--- Instructions for the task ---
Please switch "striped" to "banded" in the material from the line with "Get black riding" up to and including the line with "left=0, top=380, right=300, bottom=404". Return only those lines, with nothing else changed.

--- Supplied records ---

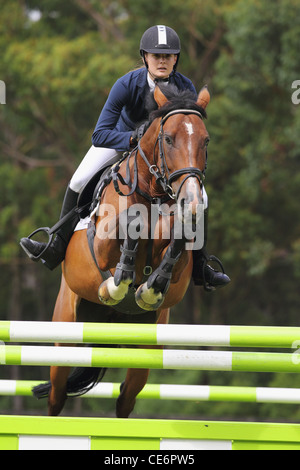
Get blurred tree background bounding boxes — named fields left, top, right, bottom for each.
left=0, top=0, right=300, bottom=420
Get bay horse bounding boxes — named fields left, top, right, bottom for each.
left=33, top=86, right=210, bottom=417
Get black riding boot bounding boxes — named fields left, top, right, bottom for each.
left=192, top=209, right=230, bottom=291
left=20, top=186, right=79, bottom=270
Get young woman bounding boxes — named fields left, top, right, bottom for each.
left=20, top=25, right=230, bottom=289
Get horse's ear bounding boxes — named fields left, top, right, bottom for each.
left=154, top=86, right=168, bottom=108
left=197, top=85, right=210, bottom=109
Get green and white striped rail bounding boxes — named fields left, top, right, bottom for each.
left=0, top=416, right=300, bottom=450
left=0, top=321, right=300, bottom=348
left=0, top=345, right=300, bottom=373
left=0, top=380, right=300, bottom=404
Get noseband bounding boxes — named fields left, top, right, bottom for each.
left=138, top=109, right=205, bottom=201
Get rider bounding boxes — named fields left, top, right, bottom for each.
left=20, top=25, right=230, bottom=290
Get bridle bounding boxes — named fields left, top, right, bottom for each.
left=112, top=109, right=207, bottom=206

---
--- Supplied records ---

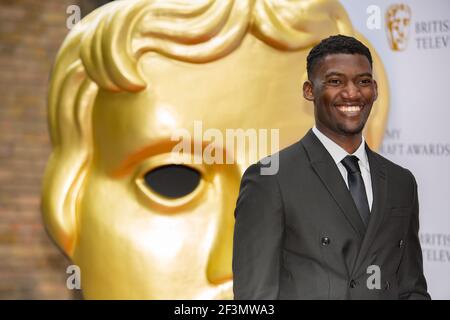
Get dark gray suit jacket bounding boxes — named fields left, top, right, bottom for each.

---
--- Supplied records ---

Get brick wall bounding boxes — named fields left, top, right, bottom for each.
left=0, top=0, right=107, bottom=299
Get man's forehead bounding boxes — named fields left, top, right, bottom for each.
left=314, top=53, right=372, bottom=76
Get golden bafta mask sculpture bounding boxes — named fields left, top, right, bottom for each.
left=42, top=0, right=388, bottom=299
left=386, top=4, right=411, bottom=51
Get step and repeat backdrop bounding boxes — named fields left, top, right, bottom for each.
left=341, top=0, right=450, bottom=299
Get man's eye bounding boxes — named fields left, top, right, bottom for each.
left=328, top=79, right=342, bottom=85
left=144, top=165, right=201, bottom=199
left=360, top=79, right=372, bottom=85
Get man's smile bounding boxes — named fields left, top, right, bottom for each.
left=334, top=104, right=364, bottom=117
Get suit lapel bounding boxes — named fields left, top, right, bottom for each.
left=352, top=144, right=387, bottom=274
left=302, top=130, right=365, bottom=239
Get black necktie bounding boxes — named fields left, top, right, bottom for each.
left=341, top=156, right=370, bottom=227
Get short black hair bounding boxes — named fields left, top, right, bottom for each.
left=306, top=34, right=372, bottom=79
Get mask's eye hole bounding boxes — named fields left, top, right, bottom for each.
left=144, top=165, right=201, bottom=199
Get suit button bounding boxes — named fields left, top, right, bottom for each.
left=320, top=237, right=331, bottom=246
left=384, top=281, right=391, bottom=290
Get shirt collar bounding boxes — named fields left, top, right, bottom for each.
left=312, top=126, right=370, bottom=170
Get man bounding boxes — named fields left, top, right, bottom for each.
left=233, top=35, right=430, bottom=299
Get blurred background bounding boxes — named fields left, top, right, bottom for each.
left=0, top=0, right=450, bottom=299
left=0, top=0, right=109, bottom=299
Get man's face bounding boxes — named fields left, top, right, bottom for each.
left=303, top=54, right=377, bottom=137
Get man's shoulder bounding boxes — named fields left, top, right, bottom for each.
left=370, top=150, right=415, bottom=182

---

--- Exercise answer ---
Get black riding boot bounding boxes — named fields left, top, right, bottom for each.
left=192, top=209, right=230, bottom=291
left=20, top=186, right=79, bottom=270
Get young woman bounding boxes — named fields left, top, right, bottom for each.
left=20, top=25, right=230, bottom=289
Get horse's ear bounding boxes — named fields left, top, right, bottom for each.
left=154, top=86, right=168, bottom=108
left=197, top=85, right=210, bottom=109
Get green and white banded rail bounding boxes — named fields left, top, right, bottom for each.
left=0, top=416, right=300, bottom=450
left=0, top=321, right=300, bottom=348
left=0, top=345, right=300, bottom=373
left=0, top=380, right=300, bottom=404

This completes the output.